## What you need to do
Pick out every line below that contains the word "camouflage" and copy each one.
start Dataset entries
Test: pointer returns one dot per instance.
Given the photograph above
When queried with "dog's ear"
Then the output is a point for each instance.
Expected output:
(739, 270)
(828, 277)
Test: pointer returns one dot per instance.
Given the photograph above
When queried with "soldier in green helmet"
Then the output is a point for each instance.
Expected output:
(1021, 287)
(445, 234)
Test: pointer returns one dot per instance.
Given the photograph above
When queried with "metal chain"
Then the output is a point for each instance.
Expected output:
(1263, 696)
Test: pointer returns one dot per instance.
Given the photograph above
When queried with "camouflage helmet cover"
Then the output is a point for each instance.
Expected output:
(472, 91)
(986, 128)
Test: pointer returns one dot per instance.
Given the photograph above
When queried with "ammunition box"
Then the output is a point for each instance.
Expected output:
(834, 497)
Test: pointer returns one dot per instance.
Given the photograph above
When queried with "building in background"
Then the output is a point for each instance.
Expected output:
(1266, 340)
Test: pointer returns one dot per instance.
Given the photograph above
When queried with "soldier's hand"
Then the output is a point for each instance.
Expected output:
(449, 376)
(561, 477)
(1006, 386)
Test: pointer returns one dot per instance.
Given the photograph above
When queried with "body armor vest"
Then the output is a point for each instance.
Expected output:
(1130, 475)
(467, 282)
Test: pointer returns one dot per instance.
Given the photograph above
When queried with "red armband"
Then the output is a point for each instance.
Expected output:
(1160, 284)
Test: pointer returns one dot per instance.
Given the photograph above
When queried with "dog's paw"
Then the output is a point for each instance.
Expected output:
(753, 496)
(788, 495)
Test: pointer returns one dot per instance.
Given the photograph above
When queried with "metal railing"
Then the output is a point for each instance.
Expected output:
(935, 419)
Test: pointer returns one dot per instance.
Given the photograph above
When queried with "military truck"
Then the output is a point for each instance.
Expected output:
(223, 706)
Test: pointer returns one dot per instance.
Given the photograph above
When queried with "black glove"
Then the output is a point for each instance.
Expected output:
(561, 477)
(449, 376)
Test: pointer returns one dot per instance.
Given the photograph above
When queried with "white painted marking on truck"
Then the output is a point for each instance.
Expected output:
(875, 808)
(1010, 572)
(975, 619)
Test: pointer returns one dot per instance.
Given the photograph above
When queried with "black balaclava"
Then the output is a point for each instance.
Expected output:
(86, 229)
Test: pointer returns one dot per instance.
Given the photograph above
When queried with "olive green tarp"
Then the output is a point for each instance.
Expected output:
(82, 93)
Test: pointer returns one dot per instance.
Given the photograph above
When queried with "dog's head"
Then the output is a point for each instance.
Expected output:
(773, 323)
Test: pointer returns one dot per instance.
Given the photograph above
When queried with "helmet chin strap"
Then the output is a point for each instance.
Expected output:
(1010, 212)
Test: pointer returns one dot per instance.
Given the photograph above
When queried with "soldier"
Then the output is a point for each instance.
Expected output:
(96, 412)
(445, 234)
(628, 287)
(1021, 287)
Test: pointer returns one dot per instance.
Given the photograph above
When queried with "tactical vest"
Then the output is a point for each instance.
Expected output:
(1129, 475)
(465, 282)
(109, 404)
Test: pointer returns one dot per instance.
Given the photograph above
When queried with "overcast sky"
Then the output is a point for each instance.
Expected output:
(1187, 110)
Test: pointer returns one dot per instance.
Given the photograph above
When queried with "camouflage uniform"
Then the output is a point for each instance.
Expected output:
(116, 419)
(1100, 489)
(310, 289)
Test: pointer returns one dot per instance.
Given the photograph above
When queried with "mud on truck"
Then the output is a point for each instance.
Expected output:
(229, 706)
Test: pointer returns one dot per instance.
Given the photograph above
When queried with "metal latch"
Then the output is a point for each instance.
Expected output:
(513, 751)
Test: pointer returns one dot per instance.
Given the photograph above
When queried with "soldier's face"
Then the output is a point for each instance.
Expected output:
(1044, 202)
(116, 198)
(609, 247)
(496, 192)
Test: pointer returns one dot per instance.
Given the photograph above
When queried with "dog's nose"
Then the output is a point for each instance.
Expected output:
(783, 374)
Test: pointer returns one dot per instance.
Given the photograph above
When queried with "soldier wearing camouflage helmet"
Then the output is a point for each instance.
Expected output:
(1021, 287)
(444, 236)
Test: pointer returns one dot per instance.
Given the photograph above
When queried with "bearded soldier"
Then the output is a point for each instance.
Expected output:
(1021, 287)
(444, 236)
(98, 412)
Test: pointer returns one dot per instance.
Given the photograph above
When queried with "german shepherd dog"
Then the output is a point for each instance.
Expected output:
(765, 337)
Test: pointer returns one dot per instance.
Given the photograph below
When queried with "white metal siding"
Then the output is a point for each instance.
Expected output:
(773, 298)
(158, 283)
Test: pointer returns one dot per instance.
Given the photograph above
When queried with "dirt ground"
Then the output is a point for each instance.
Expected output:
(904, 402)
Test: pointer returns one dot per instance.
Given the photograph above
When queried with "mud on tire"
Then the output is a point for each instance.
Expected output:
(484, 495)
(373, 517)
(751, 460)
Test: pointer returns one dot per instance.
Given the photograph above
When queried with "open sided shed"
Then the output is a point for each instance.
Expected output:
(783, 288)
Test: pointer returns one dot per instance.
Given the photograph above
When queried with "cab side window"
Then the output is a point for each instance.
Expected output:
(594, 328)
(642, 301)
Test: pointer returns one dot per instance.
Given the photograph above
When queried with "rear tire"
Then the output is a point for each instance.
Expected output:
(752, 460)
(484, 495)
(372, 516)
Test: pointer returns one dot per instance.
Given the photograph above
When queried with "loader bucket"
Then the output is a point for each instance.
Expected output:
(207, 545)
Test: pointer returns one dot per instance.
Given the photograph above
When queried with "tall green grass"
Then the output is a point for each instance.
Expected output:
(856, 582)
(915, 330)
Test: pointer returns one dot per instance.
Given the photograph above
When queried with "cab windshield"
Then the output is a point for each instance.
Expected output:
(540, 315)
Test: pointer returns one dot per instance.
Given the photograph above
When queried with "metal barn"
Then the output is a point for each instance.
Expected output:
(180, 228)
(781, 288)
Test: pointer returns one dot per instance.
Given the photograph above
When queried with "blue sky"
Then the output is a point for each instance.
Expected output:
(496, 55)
end Dataset entries
## Solved problem
When queried with "camouflage helmet cover"
When queried with "camouflage uniform"
When queried with "soldier wearing camouflage helmet"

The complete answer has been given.